**PROVIDED DATA:**

Content starts

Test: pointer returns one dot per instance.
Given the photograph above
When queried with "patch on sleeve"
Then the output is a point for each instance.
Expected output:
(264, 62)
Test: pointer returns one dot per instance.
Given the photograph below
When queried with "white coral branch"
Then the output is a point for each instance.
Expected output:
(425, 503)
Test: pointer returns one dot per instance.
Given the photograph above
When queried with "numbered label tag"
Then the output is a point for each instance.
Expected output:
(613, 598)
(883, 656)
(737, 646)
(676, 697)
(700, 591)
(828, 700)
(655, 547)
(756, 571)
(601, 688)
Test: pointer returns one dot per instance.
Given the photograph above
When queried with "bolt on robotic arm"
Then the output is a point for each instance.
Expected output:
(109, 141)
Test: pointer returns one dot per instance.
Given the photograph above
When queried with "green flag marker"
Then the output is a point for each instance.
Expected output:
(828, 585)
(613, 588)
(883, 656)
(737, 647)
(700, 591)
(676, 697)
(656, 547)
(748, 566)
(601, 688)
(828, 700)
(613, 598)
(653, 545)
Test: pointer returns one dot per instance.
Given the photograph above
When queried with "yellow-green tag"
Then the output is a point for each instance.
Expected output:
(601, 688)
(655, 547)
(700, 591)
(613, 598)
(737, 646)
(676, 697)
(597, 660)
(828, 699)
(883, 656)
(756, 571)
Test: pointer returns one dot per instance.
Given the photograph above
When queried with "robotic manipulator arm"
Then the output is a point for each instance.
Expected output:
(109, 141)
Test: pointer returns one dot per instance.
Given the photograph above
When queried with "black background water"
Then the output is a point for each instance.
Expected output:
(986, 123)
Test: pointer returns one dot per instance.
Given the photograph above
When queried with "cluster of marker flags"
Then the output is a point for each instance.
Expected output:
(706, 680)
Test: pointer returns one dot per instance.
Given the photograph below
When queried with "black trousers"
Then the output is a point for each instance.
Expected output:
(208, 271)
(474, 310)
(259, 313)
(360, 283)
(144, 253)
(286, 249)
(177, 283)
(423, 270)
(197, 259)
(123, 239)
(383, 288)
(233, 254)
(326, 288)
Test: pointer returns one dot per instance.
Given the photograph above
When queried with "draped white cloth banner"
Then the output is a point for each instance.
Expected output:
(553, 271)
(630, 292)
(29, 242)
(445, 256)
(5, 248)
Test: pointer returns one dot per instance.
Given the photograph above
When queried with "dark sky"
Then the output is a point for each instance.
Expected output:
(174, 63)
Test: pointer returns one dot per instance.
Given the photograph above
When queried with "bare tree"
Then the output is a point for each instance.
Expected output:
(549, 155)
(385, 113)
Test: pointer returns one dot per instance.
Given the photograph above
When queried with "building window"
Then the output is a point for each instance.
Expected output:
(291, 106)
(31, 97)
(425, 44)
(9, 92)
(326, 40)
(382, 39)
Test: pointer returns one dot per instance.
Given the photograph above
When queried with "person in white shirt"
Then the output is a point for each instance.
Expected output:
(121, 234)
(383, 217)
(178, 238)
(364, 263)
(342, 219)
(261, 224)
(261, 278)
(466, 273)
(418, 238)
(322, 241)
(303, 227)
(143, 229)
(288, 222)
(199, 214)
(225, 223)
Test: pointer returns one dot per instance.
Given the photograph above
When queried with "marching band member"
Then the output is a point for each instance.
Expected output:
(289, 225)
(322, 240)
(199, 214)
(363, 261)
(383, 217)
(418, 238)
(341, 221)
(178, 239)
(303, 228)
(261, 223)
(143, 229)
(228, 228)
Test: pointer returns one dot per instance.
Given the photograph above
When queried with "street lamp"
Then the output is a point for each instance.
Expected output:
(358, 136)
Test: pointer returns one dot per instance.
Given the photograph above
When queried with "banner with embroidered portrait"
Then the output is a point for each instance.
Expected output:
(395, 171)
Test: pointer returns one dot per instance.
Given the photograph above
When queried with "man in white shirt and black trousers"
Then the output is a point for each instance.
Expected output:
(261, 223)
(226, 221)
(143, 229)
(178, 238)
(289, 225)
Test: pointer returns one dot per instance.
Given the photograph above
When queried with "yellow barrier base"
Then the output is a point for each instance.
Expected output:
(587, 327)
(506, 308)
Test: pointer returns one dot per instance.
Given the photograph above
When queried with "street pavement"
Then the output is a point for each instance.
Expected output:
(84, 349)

Content ends

**EXERCISE:** Filter the data above down to lines with the word "street", and copy them.

**TASK SOLUTION:**
When queried with "street lamp"
When queried with "street pavement"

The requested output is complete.